Would you transcribe the records word for word, please?

━━ PROVIDED RECORDS ━━

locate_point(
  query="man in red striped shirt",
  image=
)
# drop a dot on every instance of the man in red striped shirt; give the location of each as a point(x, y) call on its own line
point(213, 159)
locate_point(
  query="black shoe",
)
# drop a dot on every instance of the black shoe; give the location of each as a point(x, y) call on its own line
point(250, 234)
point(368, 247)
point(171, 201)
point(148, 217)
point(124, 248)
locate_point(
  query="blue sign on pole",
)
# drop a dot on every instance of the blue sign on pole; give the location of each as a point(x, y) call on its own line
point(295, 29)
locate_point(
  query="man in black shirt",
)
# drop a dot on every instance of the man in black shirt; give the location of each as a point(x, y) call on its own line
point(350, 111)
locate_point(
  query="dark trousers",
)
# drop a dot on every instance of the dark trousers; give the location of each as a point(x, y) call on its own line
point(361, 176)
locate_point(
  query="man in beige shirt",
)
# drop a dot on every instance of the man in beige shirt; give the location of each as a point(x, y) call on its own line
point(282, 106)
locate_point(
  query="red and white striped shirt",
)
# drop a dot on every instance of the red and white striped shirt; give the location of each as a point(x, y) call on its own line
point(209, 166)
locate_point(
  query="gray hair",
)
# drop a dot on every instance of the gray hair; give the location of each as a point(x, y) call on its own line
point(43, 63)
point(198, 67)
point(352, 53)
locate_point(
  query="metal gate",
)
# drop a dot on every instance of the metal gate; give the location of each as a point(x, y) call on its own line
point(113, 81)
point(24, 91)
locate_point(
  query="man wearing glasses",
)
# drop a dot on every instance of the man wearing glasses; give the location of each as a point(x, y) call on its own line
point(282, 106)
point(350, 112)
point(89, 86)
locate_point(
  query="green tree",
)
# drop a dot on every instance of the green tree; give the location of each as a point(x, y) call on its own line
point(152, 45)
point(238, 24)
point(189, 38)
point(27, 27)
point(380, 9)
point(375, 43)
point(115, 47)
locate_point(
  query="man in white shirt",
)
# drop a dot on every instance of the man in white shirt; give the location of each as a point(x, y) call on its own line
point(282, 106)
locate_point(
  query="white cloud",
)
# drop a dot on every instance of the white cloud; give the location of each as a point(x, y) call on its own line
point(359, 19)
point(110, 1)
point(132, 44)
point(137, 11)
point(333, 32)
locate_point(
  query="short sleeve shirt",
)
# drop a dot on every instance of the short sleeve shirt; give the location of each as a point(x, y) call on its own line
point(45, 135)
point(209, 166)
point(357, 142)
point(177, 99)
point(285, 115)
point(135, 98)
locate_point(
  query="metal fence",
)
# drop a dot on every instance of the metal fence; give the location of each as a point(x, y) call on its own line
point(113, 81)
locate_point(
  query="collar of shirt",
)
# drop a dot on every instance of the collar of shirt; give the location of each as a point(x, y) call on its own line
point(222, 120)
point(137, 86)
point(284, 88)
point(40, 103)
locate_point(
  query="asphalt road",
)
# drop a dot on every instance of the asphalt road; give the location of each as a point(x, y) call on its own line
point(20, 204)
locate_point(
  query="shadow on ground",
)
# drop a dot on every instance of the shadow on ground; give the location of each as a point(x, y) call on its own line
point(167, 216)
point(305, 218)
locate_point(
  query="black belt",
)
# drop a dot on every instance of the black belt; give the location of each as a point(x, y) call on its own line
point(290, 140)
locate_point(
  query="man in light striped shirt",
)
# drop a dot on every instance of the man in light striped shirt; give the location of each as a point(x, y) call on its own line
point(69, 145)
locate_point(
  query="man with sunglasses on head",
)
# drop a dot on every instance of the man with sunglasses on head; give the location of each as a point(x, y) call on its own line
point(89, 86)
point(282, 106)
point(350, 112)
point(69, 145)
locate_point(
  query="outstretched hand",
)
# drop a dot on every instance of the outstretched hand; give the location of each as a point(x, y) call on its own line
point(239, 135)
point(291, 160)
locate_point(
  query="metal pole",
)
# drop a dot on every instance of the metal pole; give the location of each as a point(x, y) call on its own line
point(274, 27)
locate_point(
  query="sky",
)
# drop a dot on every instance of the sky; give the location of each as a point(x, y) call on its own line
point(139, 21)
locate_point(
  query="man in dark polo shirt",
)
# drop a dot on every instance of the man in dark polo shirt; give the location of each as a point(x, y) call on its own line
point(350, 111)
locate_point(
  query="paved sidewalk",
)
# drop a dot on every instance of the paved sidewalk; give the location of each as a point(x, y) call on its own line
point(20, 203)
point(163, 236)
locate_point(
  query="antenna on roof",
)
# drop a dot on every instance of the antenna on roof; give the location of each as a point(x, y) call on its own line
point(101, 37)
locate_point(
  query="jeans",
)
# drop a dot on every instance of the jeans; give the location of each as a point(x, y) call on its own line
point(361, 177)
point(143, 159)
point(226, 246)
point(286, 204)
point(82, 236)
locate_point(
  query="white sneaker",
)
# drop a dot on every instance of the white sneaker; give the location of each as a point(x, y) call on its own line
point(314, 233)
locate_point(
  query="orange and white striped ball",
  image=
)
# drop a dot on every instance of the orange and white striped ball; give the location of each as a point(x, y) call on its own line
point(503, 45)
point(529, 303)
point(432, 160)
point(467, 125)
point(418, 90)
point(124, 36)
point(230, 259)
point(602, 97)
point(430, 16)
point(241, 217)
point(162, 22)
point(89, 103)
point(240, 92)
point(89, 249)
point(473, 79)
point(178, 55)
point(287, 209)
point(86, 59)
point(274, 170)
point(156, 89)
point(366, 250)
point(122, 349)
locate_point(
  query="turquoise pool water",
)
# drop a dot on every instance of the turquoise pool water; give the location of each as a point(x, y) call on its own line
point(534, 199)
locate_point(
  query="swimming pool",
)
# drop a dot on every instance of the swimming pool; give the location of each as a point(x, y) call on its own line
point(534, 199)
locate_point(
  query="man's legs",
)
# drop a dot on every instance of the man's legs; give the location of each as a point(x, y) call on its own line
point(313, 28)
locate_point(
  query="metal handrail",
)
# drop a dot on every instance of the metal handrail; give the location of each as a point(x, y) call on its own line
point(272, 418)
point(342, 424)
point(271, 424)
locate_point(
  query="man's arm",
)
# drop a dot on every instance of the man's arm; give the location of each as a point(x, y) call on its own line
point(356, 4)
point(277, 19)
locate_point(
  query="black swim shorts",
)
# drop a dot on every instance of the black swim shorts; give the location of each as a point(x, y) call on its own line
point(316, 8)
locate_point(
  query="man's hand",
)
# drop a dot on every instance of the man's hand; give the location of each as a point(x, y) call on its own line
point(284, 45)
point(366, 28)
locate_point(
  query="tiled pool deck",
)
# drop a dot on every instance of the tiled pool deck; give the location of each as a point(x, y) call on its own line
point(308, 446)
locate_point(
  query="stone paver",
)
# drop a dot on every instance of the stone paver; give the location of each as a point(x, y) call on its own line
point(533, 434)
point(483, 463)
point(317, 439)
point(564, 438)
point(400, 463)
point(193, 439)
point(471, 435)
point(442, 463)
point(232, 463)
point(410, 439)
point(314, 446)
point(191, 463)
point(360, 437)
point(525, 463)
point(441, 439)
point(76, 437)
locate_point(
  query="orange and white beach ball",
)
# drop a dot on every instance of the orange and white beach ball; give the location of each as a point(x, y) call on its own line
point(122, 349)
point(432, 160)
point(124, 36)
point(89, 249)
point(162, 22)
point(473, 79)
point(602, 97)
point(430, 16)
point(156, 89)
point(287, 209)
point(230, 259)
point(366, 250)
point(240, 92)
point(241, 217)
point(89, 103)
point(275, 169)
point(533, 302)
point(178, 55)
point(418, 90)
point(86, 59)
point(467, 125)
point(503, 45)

━━━

▶ TASK RESPONSE
locate_point(
  query="man in red striped shirt",
  image=
)
# drop a dot on every instance of the man in red striped shirt; give the location of each as a point(x, y) call on its own line
point(213, 159)
locate_point(
  query="black shoe",
)
# drop a dot on every instance of the black shoe; give the location of each as a point(x, y) call on its own line
point(250, 234)
point(368, 247)
point(171, 201)
point(148, 217)
point(124, 248)
locate_point(
  query="blue sign on pole",
)
# drop a dot on every instance of the blue sign on pole; give the location of each as a point(x, y) call on its own line
point(295, 29)
locate_point(
  query="man in black shirt",
)
# drop a dot on every instance of the man in black shirt; give the location of each as a point(x, y) call on its own line
point(350, 111)
locate_point(
  query="dark trousers",
)
# drop a dot on every instance of the dark trousers; give the location of each as a point(x, y) call on its own line
point(361, 176)
locate_point(
  query="man in beige shirt",
)
# drop a dot on every instance of the man in beige shirt; give the location of each as a point(x, y) call on its own line
point(282, 106)
locate_point(
  query="red and white striped shirt",
)
# drop a dot on every instance of the red and white striped shirt; give the location of each as a point(x, y) call on its own line
point(209, 166)
locate_point(
  query="gray hair",
)
# drop a dot on every instance of the gray hair; give the location of each as a point(x, y) call on its own line
point(43, 63)
point(198, 67)
point(352, 53)
locate_point(
  query="metal gate",
)
# drop a dot on every instance of the metal gate; give the location of each as a point(x, y) call on its own line
point(113, 81)
point(24, 91)
locate_point(
  query="man wearing glasses",
)
# drop a dot on every instance of the man wearing glasses; give the location of each as a point(x, y) call on its own line
point(282, 106)
point(350, 112)
point(89, 86)
locate_point(
  query="green tree",
)
# drop a dot on every instance of the green tree; give the location of each as a point(x, y) call on its own line
point(152, 45)
point(238, 24)
point(189, 38)
point(27, 27)
point(380, 9)
point(375, 43)
point(115, 47)
locate_point(
  query="man in white shirt",
)
# drop a dot on every instance of the man in white shirt; give the location of each as a point(x, y) call on its own line
point(282, 106)
locate_point(
  query="white cloud",
)
# drop a dot on every instance of the white cloud; give the location of each as a point(x, y) call on its own line
point(359, 19)
point(110, 1)
point(132, 44)
point(137, 11)
point(333, 32)
locate_point(
  query="short sleeve shirt",
)
# drop a dot on every instance of the short sleeve shirt; give the location of each as a point(x, y) call on its own line
point(45, 135)
point(209, 166)
point(357, 142)
point(177, 99)
point(285, 115)
point(135, 98)
locate_point(
  query="metal fence",
)
# drop a dot on every instance of the metal fence; give the location of each as a point(x, y) call on its own line
point(113, 81)
locate_point(
  query="collar of shirt",
)
# drop a dot on every instance of the collar of shirt; give the location of each as a point(x, y) call on its own line
point(222, 120)
point(137, 86)
point(284, 88)
point(40, 103)
locate_point(
  query="asphalt road",
)
# drop a dot on every instance of the asphalt road; give the location of each as a point(x, y) call on its own line
point(20, 204)
locate_point(
  query="shadow on ground",
)
# drop a dot on every instance of the shadow on ground; give the location of each as a point(x, y) call on its own line
point(167, 216)
point(305, 218)
locate_point(
  query="black belt",
)
# drop a dot on every instance of the black belt; give the location of each as a point(x, y) call on its own line
point(290, 140)
locate_point(
  query="man in light striped shirt",
)
# drop a dot on every instance of the man in light striped shirt; give the location of each as a point(x, y) call on its own line
point(69, 145)
locate_point(
  query="man with sunglasses on head",
)
# drop a dot on every instance of the man with sunglasses on head; give the location of each as a point(x, y) call on its own line
point(89, 86)
point(282, 106)
point(350, 112)
point(69, 145)
locate_point(
  query="outstretched hand",
)
# drop a dot on every instance of the outstretched hand; give the location of each as a point(x, y) call on its own line
point(239, 135)
point(291, 160)
locate_point(
  query="metal pole",
)
# drop a dot on every instance of the metal pole; give the location of each as a point(x, y) call on its own line
point(274, 27)
locate_point(
  query="sky",
)
# drop a dot on every instance of the sky; give the location of each as a point(x, y) call on its own line
point(139, 21)
locate_point(
  query="man in dark polo shirt",
)
# drop a dot on every instance of the man in dark polo shirt; give the location of each as a point(x, y) call on its own line
point(350, 111)
locate_point(
  query="paved sidewalk",
)
# drop a dot on every instance of the paved sidewalk; give the location of each as a point(x, y) call on its own line
point(20, 203)
point(163, 236)
locate_point(
  query="antenna on roof",
)
# drop a dot on every instance of the antenna on roof; give the location of each as a point(x, y) call on its own line
point(101, 37)
locate_point(
  query="jeans",
)
# drop a dot on every instance of the jeans; give the location of each as a point(x, y) call on its own line
point(361, 177)
point(143, 159)
point(226, 246)
point(286, 204)
point(82, 236)
locate_point(
  query="white sneaker",
)
# drop a dot on every instance of the white sneaker; give the location of each as a point(x, y) call on its own line
point(314, 233)
locate_point(
  query="orange and white striped ball",
  image=
)
# drop a dot on every instance of the orange and white striped ball; give the location of each as a point(x, y) call on its own line
point(503, 45)
point(529, 303)
point(432, 160)
point(467, 125)
point(418, 90)
point(124, 36)
point(230, 259)
point(602, 97)
point(430, 16)
point(241, 217)
point(162, 22)
point(89, 103)
point(240, 92)
point(89, 249)
point(473, 79)
point(178, 55)
point(287, 209)
point(86, 59)
point(274, 170)
point(156, 89)
point(366, 250)
point(122, 349)
locate_point(
  query="turquoise pool water",
)
# drop a dot on every instance of the turquoise pool water; give the location of each as a point(x, y) call on its own line
point(534, 199)
locate_point(
  query="swimming pool",
)
# drop a dot on every instance of the swimming pool; give the location of each as a point(x, y) call on its own line
point(534, 199)
locate_point(
  query="man's legs",
)
# drop a dot on every instance of the man's legs; give the location of each as a point(x, y) call on its own line
point(313, 28)
locate_point(
  query="metal handrail",
)
# drop a dot on every instance of the metal handrail; give the location of each as a point(x, y) call on its own line
point(272, 418)
point(342, 424)
point(271, 424)
locate_point(
  query="man's arm",
)
# drop a dot on every instance of the man's arm; give the location of each as a point(x, y) call on its own line
point(356, 4)
point(277, 19)
locate_point(
  query="black swim shorts",
)
# drop a dot on every instance of the black swim shorts; give the location of each as a point(x, y) call on its own line
point(316, 8)
locate_point(
  query="man's hand",
)
# drop a dot on every instance of the man's hand; give the location of each as a point(x, y) call on its own line
point(284, 45)
point(366, 28)
locate_point(
  query="tiled pool deck",
)
# drop a dot on every instance of the tiled pool deck; give the location of each as a point(x, y) call on its own line
point(308, 446)
locate_point(
  query="stone paver",
)
# drop a dot on every instance of the stone paver; give the location of each as a point(x, y) call on its own line
point(533, 434)
point(483, 463)
point(317, 439)
point(564, 438)
point(400, 463)
point(193, 439)
point(471, 435)
point(442, 463)
point(232, 463)
point(410, 439)
point(314, 446)
point(191, 463)
point(360, 437)
point(525, 463)
point(441, 439)
point(76, 437)
locate_point(
  query="orange and white beach ball",
)
# drop a dot on every instance of the orange and white beach ball; give the location of each as a point(x, y) call on its own line
point(122, 349)
point(432, 160)
point(124, 36)
point(89, 249)
point(162, 22)
point(473, 79)
point(602, 97)
point(430, 16)
point(156, 89)
point(287, 209)
point(230, 259)
point(366, 250)
point(240, 92)
point(241, 217)
point(89, 103)
point(275, 169)
point(533, 302)
point(178, 55)
point(418, 90)
point(86, 59)
point(467, 125)
point(503, 45)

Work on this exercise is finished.